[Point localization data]
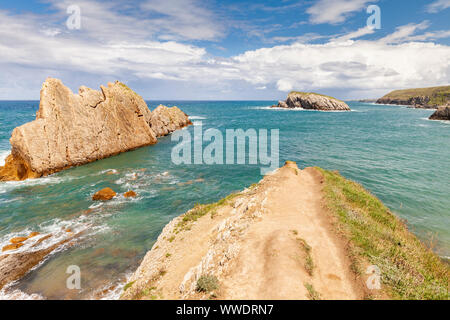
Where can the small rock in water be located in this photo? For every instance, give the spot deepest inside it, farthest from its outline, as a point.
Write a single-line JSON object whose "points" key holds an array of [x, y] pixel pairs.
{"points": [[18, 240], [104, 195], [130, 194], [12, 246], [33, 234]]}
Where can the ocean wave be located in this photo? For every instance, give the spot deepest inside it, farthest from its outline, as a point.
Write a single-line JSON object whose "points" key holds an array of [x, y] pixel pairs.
---
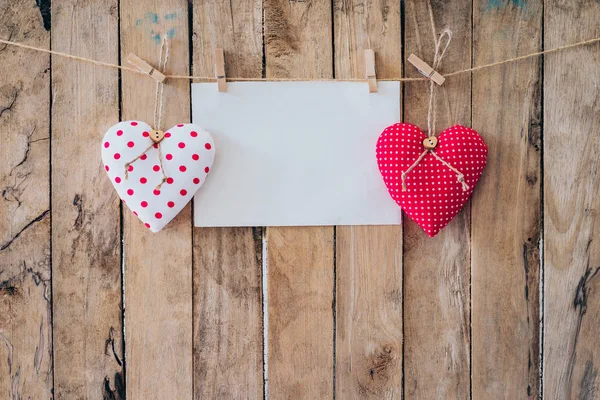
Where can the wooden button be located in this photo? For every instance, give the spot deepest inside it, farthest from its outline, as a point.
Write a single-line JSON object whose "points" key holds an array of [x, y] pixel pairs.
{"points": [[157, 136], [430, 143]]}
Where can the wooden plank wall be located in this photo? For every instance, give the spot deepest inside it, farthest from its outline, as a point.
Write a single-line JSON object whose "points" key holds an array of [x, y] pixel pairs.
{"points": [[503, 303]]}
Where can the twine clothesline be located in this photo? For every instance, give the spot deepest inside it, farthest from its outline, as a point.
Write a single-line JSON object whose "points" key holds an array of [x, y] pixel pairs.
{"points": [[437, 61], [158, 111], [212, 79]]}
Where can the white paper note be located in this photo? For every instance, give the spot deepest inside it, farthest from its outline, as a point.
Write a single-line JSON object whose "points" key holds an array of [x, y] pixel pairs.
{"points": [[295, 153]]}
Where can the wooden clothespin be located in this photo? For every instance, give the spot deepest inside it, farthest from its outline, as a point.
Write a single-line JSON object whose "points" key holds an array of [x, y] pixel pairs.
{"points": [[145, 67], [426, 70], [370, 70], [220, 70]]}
* * *
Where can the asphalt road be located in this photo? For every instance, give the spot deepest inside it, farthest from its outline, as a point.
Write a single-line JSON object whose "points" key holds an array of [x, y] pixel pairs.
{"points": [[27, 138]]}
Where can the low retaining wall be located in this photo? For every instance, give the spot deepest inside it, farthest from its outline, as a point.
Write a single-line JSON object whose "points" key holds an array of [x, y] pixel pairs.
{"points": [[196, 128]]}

Exercise: From the entries above, copy every line where the word "located" shows up.

Result of the exercise:
Where can the small rock in water be located in this photo? For every instance, give the spot deepest inside it, farthest from its outline, as a point.
Where can the ocean wave be located in this photo? For every instance, give the spot deepest inside it, farthest from its outline, as a point.
Where can the wooden button be located in this photo? For every instance, give the spot deepest inside it, farthest from its outline, as a point.
Where can the wooden plank wall be located in this photo? For every instance, give the spot deepest inside it, farthest from its outline, as a point.
Where can the twine clothesline be located in this photo? For every instance, give the spot deepest inside it, farthest from its outline, as a point.
Where can the white paper note be located in this photo? For every instance, give the spot deepest inside it, farthest from its outline, as a point.
Where can the wooden clothespin be located in this photo? For every instance, give the spot deepest inside it, farthest from its outline, as a point.
Where can the asphalt road be located in this photo? For every instance, give the spot deepest inside it, farthest from its outline, as a point.
Where can the low retaining wall be located in this photo? For every instance, give the spot deepest inside it, farthest from its outline, as a point.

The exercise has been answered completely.